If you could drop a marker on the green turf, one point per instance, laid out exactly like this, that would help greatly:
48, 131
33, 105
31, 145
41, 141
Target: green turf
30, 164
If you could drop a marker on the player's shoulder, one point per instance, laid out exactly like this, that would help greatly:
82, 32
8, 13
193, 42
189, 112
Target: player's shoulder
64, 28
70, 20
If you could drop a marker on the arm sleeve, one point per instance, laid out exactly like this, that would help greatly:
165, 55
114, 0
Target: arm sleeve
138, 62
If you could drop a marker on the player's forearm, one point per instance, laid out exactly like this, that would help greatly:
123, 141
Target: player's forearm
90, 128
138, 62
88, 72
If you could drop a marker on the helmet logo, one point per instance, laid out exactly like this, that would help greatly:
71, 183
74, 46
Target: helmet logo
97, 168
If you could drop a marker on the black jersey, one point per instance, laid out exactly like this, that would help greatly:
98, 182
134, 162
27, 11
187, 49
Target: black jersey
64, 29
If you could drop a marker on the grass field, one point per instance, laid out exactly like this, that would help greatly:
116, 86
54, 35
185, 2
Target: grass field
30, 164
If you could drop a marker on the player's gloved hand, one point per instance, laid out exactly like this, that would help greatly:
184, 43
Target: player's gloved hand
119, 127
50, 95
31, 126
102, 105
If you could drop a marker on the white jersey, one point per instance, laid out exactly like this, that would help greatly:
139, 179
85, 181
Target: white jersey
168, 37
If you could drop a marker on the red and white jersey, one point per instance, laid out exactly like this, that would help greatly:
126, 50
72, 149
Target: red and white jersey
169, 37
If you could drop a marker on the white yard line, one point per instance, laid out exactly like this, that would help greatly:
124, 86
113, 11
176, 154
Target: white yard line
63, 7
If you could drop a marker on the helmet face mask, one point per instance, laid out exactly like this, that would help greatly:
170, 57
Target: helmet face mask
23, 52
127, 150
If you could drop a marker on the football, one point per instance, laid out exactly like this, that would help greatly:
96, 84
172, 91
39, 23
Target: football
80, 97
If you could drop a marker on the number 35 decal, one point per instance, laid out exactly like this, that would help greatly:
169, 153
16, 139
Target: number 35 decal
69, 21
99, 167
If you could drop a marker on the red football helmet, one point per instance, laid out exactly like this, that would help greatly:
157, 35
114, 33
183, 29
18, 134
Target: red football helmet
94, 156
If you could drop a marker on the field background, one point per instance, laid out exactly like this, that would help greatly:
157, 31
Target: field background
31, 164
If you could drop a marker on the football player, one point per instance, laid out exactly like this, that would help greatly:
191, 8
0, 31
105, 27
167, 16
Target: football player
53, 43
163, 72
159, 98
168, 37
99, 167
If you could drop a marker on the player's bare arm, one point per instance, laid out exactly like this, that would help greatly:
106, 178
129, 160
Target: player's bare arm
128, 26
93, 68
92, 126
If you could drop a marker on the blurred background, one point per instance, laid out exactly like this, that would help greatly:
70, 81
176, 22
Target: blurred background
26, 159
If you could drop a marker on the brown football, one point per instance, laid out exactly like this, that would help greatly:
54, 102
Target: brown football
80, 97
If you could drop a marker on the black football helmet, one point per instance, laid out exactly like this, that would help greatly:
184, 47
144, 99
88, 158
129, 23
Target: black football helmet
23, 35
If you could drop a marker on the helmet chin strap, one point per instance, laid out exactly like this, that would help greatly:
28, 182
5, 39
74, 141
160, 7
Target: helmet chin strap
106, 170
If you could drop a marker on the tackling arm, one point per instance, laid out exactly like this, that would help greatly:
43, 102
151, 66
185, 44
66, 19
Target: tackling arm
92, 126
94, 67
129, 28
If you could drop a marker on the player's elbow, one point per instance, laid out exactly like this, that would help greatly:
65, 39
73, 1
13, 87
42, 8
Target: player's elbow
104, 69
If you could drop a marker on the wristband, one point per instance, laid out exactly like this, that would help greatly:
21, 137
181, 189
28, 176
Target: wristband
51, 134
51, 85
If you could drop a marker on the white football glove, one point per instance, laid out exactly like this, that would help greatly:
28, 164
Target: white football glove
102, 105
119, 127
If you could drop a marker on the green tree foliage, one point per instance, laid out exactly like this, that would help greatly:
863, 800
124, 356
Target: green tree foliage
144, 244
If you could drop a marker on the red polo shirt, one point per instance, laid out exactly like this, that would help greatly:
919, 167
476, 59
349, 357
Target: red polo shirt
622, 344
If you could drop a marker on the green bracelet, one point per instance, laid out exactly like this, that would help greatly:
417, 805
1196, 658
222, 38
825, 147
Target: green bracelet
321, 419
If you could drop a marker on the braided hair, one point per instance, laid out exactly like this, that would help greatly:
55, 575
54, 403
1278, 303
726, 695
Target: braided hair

* * * * * * * * *

(WHAT THE TASK REQUIRES): Scan the lines above, and whenever one holds the string "braided", copy it.

(OUTPUT FOR THIS EXERCISE):
If you could drop a marker on the braided hair, one point per instance, laid out exactly like this, that would help greatly:
Target: braided hair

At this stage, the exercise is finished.